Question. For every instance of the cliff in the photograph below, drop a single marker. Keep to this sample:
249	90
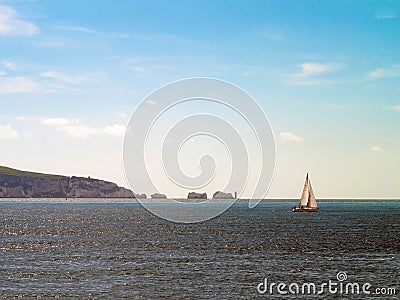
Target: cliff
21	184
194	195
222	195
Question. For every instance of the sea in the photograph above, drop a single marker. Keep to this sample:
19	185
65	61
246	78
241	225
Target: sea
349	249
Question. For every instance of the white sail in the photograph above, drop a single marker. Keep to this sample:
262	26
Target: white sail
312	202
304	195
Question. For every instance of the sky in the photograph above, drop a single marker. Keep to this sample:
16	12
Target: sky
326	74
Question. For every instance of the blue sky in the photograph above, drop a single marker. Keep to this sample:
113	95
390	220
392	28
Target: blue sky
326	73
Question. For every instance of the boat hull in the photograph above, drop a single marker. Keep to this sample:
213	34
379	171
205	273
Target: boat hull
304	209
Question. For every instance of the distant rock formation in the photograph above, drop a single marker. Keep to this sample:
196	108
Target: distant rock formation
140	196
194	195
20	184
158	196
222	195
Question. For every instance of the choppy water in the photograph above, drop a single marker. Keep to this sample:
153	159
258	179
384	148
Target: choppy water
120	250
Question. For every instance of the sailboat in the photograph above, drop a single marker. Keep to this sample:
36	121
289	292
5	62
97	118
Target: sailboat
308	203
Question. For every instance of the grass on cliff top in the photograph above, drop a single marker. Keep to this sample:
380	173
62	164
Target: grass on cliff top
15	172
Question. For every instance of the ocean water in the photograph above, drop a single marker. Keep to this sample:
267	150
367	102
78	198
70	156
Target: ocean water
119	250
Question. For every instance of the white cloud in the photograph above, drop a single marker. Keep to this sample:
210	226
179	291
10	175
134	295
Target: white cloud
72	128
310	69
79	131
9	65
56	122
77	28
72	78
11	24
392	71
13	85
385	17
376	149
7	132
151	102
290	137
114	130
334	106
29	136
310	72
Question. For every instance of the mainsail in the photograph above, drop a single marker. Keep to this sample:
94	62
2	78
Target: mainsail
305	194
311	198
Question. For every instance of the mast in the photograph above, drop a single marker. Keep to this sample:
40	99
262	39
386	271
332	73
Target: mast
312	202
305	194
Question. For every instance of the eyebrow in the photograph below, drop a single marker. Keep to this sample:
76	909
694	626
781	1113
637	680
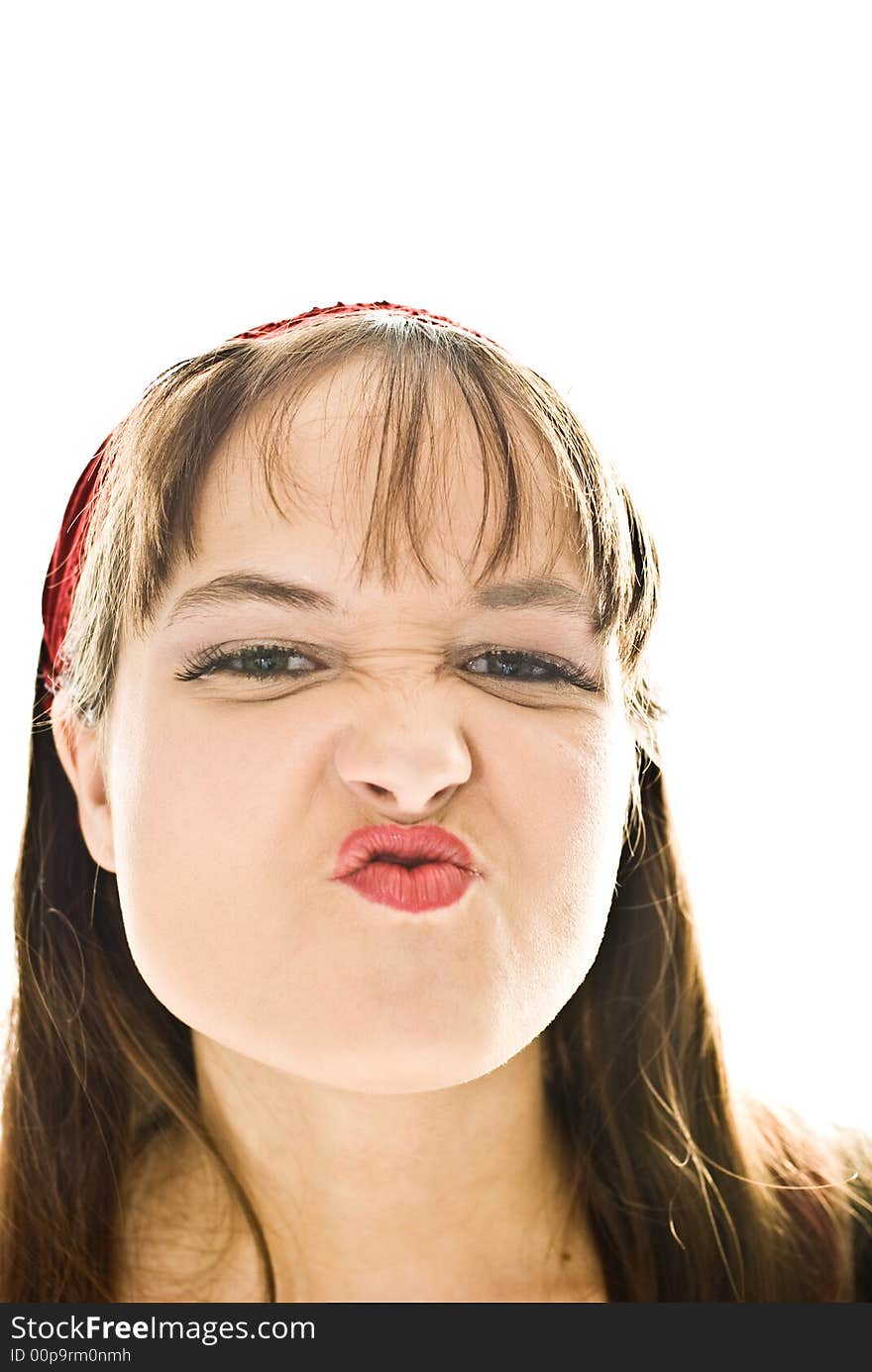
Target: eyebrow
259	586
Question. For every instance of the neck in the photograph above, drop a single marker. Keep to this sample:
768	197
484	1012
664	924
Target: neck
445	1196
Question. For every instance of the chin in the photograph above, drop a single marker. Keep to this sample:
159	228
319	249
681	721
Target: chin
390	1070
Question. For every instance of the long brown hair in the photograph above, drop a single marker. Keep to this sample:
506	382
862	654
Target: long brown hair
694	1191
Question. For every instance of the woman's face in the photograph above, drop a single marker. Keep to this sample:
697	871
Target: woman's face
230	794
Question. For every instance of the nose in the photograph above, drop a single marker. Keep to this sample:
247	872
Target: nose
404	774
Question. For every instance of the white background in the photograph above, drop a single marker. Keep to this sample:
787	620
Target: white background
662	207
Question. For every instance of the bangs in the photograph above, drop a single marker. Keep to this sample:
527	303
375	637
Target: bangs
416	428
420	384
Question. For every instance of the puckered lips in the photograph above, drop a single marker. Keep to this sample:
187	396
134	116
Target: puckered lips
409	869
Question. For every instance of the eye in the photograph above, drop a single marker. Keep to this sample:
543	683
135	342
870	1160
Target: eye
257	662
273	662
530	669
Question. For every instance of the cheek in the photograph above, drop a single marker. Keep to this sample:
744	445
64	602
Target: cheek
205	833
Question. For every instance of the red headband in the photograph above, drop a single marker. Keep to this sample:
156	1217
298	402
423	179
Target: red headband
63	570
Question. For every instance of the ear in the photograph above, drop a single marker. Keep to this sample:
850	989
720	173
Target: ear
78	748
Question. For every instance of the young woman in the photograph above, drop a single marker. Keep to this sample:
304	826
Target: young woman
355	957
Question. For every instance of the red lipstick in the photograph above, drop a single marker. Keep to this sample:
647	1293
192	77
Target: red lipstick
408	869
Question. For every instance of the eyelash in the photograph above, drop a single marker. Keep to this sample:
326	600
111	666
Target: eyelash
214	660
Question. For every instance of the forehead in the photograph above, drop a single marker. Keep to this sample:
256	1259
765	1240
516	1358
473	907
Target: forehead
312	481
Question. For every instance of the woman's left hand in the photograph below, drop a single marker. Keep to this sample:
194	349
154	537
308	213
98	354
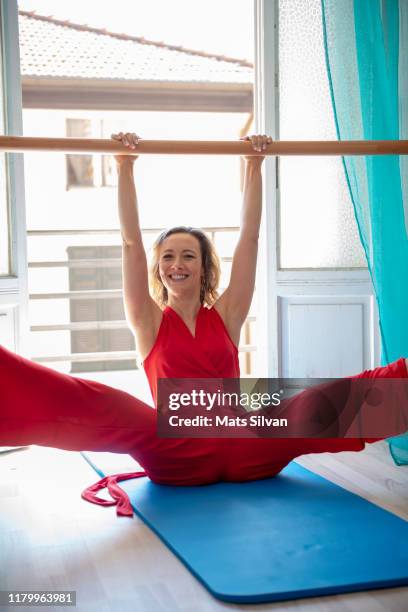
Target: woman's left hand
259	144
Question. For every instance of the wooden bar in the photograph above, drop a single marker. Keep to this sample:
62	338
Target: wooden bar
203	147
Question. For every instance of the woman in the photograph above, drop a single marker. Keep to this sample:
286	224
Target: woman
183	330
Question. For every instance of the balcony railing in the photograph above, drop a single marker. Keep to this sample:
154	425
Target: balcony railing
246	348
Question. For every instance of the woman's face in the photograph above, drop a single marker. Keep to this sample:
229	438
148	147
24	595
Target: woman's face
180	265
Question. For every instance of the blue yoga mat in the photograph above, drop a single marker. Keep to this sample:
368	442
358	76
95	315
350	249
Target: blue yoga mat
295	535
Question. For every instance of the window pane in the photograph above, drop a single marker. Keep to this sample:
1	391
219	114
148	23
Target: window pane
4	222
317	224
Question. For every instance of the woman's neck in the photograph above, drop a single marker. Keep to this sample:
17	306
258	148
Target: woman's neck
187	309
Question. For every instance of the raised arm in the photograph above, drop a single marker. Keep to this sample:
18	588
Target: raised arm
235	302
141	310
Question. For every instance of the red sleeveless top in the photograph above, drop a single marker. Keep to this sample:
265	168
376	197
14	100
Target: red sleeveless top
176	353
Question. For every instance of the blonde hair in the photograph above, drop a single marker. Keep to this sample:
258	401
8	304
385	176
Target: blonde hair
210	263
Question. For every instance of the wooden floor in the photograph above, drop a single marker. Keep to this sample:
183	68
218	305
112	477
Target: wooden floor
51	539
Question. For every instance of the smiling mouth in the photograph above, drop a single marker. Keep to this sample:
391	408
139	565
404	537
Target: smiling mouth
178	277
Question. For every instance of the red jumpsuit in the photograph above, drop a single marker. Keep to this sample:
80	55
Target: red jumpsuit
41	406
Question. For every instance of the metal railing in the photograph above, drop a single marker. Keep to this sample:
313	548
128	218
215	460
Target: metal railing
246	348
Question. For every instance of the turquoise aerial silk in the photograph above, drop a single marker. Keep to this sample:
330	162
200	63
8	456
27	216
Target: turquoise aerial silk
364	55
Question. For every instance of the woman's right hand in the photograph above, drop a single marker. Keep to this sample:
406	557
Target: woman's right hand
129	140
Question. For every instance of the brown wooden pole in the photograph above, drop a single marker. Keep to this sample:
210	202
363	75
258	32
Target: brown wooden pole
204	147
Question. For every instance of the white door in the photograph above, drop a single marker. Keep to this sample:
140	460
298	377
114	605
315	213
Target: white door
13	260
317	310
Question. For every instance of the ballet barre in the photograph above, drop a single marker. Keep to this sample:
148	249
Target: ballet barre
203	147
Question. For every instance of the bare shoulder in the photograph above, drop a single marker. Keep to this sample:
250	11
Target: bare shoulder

** Required task **
Repeat the material above word for word and skip every image in it.

** Written reply **
Question. For every instance of the cliff in the photograph below, drop a single marker. Keep to this sample:
249	90
Target: cliff
21	184
194	195
222	195
Question. For every instance of the sea in the photograph above, drop a single marker. Keep to this sample:
19	185
65	61
246	78
241	225
Target: sea
349	249
Question. For every instance of the white sail in the photograph above, drop a single marker. Keep to this sample:
262	26
Target: white sail
312	202
304	195
Question. For every instance of the sky in the photograph above, drop a single marker. Keep to this sample:
16	12
Target: sky
326	74
Question. For every instance of the blue sky in the photograph above, drop a single marker. Keep to this sample:
113	95
390	220
392	28
Target: blue sky
326	73
Question. For every instance of the boat hull in the photograph above, drop a single marker. Keep to this sample:
213	34
379	171
205	273
Target: boat hull
304	209
Question. For every instance of the distant rock formation in the photograph above, drop a single marker. Keep to this sample:
196	108
Target: distant rock formation
140	196
194	195
20	184
158	196
222	195
Question. For every instance of the choppy water in the photograph above, drop a single marker. Keep to this sample:
153	159
258	179
384	148
Target: choppy water
120	250
Question. For every instance of the sailboat in the photograph above, drop a single marker. Keep to this sample:
36	121
289	292
5	62
97	118
Target: sailboat
308	203
Question. For every instance of the grass on cliff top in the photograph above, drop a single marker. Keep to this sample:
380	173
62	164
Target: grass on cliff top
15	172
Question. For every instance of the ocean water in the photograph above, drop a single marker. Keep to this sample:
267	150
367	102
78	198
70	156
Target: ocean water
119	250
Question. For every instance of the white cloud in the photograph above, drop a single marker. Keep to this sample:
210	226
179	291
10	175
134	295
Target: white cloud
72	128
310	69
79	131
9	65
56	122
77	28
72	78
11	24
392	71
13	85
385	17
376	149
7	132
151	102
290	137
114	130
334	106
29	136
310	72
Question. For every instance of the mainsail in the photograph above, drop a single marker. Keep to this sample:
94	62
2	78
Target: mainsail
305	194
311	198
Question. For every instance of the mast in the photograph above, drop a single marker. Keep to this sample:
40	99
262	39
386	271
332	73
Target: mast
312	202
305	194
Question. For every instance of the eyebrow in the photograph below, drop a single marker. Keep to this sample:
76	909
694	626
781	1113
637	680
Target: eyebrow
259	586
Question. For every instance of the neck in the photograph above, drop a single marker. Keep to this sample:
768	197
484	1012
664	924
Target: neck
445	1196
Question. For every instance of the chin in the photograph above, drop a single marker. Keep to this sample:
159	228
319	249
681	721
Target: chin
390	1070
Question. For every instance of the long brown hair in the photograph above, drop a single marker. Keep to this sample:
506	382
862	654
Target: long brown hair
694	1191
Question. For every instance of the woman's face in the photograph above, drop a single marker. Keep to this sample:
697	871
Target: woman's face
230	794
Question. For every instance of the nose in the photograph above, drop a single marker. Keep to this sample:
247	872
Target: nose
404	774
Question. For every instance of the white background in the photograph above, drop a single marker. Keep to this sample:
787	620
Target: white background
662	207
Question. For every instance of the bangs in the photograph above, drop a single marker. Keep to this sample:
527	303
375	637
Target: bangs
416	428
420	384
Question. For every instance of the puckered lips in the photograph above, drop a single marker. Keep to this sample:
187	396
134	116
Target: puckered lips
409	869
Question. For every instance of the eye in the photograph above, drop a single marker. Keep to this sample:
543	683
135	342
870	1160
Target: eye
257	662
273	662
530	669
Question. For every instance of the cheek in the photograph above, drop a single marker. Keep to this sample:
744	445
64	602
Target: cheek
205	833
Question. For every instance of the red headband in the photograph above, drop a single marker. Keep to this sample:
156	1217
298	402
423	179
Target: red headband
63	570
Question. For every instance of the ear in the photograph above, drop a single marker. Keep to this sample:
850	989
720	173
Target: ear
78	748
Question. For every instance of the young woman in the photograph above, drop a single marker. Keep to this sample:
304	826
Target: young woman
355	957
Question. For every instance of the red lipstick in the photograph above, drop a single marker. Keep to this sample:
647	1293
192	77
Target: red lipstick
408	869
Question. For every instance of the eyelash in the photograph above, drop a single marker. Keep to this sample:
326	600
111	666
Target: eyelash
214	660
Question. For every instance of the forehead in the photograph above, drop a single marker. Keep to this sample:
256	1259
765	1240
516	1358
473	907
Target: forehead
312	481
Question. For every instance of the woman's left hand in the photograph below, drop a single marker. Keep to this sample:
194	349
154	537
308	213
98	354
Target: woman's left hand
259	144
Question. For every instance of the wooden bar in the photograph above, drop a single marker. Keep to this sample:
62	338
Target: wooden bar
203	147
Question. For every instance of the woman in the photograph above, drop a single marker. Keep to this sample:
286	224
Target: woman
183	330
Question. For every instance of the balcony railing in the photograph above, drop a single marker. Keep to this sample:
154	425
Target: balcony railing
246	348
Question. For every instance of the woman's face in the photograph above, drop a single marker. Keep to this sample:
229	438
148	147
24	595
Target: woman's face
180	265
Question. For every instance of the blue yoga mat in the photograph above, drop a single marker. Keep to this sample:
368	442
358	76
95	315
350	249
Target: blue yoga mat
295	535
Question. For every instance of the window pane in the photograph above, drop a single marker. Keep to this sample:
1	391
219	114
148	23
Target: window pane
4	222
317	224
Question. For every instance of the woman's neck in the photograph above, drop a single marker. Keep to this sample:
17	306
258	148
Target: woman's neck
187	309
Question. For every instance of the raised arm in the photograph above, drop a single marker. Keep to this sample:
18	588
Target: raised arm
235	302
141	310
Question. For every instance of the red sleeveless top in the photograph above, drop a single marker. Keep to this sample:
265	168
376	197
14	100
Target: red sleeveless top
176	353
Question. For every instance of the blonde hair in the photograph above, drop a single marker. Keep to this sample:
258	401
8	304
385	176
Target: blonde hair
210	263
Question. For every instance of the wooden floor in the photograph above, drop a single marker. Keep to this sample:
183	68
218	305
112	477
Target: wooden floor
51	539
Question. For every instance of the smiling mouth in the photograph above, drop a single marker. Keep to this sample:
391	408
139	565
404	537
Target: smiling mouth
178	277
Question. For every instance of the red jumpsuit in the photograph above, drop a single marker. Keep to this sample:
80	55
Target: red jumpsuit
41	406
Question. For every instance of the metal railing in the photograph above, drop a single marker. Keep to this sample:
313	548
128	218
215	460
Target: metal railing
246	348
Question. For every instance of the turquoise aerial silk in the photograph above, drop a single marker. Keep to this sample:
330	162
200	63
8	456
27	216
Target: turquoise aerial silk
364	55
Question. For every instance of the woman's right hand in the photograph above, drop a single marker. Keep to this sample:
406	557
Target: woman's right hand
129	140
Question. For every instance of the brown wooden pole in the photograph above, drop a single marker. Keep to this sample:
210	202
363	75
258	32
Target: brown wooden pole
204	147
Question. For every instance of the white door in the photograph above, drop a single marker. Keep to this sample:
140	460
298	377
114	605
315	213
Target: white door
13	260
317	310
Question. For every instance of the ballet barre in the photograph above, drop a single marker. Keep to this sample:
148	249
Target: ballet barre
203	147
Question. For every instance of the bare shoulder in the photograph above, drop a single marker. Keep to this sample:
250	11
Target: bare shoulder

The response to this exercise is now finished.